Write out each of the items below word for word, changing nothing.

[Records]
════════
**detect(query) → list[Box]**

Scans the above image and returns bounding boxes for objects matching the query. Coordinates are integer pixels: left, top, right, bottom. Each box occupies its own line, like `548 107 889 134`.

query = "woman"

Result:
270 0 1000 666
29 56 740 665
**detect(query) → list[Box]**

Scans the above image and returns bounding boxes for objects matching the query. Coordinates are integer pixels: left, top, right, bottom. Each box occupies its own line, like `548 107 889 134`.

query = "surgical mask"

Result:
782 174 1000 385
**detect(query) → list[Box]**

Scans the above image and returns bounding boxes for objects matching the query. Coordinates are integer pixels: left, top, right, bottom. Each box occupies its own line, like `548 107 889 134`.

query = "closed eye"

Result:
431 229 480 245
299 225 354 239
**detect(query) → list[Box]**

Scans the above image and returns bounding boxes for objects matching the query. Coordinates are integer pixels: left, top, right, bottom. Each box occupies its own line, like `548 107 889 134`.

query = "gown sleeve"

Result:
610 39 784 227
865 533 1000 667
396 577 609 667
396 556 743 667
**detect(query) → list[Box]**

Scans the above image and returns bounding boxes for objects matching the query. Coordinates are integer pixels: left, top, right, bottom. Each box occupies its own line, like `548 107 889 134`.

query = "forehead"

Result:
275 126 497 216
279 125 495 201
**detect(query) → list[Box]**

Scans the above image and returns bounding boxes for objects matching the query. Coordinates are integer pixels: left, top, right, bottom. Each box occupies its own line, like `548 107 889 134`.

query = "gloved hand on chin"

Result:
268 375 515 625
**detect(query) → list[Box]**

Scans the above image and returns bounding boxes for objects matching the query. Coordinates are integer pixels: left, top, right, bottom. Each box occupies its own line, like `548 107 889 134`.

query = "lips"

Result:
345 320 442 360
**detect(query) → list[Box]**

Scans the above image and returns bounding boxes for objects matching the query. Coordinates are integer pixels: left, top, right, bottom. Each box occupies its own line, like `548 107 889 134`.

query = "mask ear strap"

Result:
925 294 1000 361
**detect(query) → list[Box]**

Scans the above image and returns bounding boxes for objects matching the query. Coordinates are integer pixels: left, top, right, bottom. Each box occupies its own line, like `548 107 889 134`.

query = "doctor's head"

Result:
════════
**Task answer**
**detect(query) → list[Box]**

Scans the above image and returns bounding boxes for objects matching the query. Coordinates are integer pixels: left, top, right, bottom. Each box occupies its own line, like `548 107 889 134`.

query = "woman"

Result:
270 0 1000 666
29 56 740 665
**detect(query) → list[Box]**

Scans the above image and returns bounding boxes for objects matching the query. Coordinates are integer pixels: left, top, right, bottom. Each box occupies its own line, like `548 107 889 134`.

query = "surgical mask"

Result:
782 174 1000 385
**detect(query) → list[Box]**

Scans the above image and returns bounding boxes for objects matching the query. Coordinates are integer pixels: left, top, right, bottom. Each box occupies its own line, like `548 107 889 134`.

query = "closed eye"

Result:
431 229 480 245
299 225 354 239
**detect(query) → list[Box]**

Scans the above image and returns bounding boxes for objects matching the query. Coordinates are integer pixels: left, top, right, bottom. Each box occupies its own line, like `548 107 889 134`.

query = "gown sleeve"

Result:
610 39 784 227
865 533 1000 667
396 577 609 667
396 556 743 667
**detect(query) → list[Box]**

Scans the above image and returns bounding boxes for objects matching the query. Coordinates are integer pixels: left, top, right, bottom. Each box occupies its own line, like `548 107 889 134`.

query = "forehead"

Result:
275 126 497 216
279 125 495 201
**detect(query) → list[Box]**

Scans the above image and returns bounding boxes for objects matching the query. Coordinates are integer pixels: left, top, right, bottom. Each box occupies its own line, like `548 107 889 134`.

query = "gloved hand on chin"

Result:
268 375 515 625
**detect(query) → list[Box]**

Scans the above image and returns bounding boxes for objects matching the query. Coordinates are integer pixels: left, top, right, bottom. Each box occupies its own line, like `548 107 889 134`.

query = "lips"

Result:
345 320 442 360
**detect(query) → list[Box]**

Scans the above image and returns bounding boxes for objects matching the query. Coordinates are integer pixels: left, top, right, bottom. Each box occupies its own line, like `548 107 889 134`.

query = "mask ear strap"

Result:
925 294 1000 361
**detect(query) → list[Box]**

Scans the above image and returns bounding boxes for objects matching the query. Coordinates are integer pixels: left, top, right, bottom. Each box occupies its own line, like `548 107 889 134`.

query = "doctor's head"

Result:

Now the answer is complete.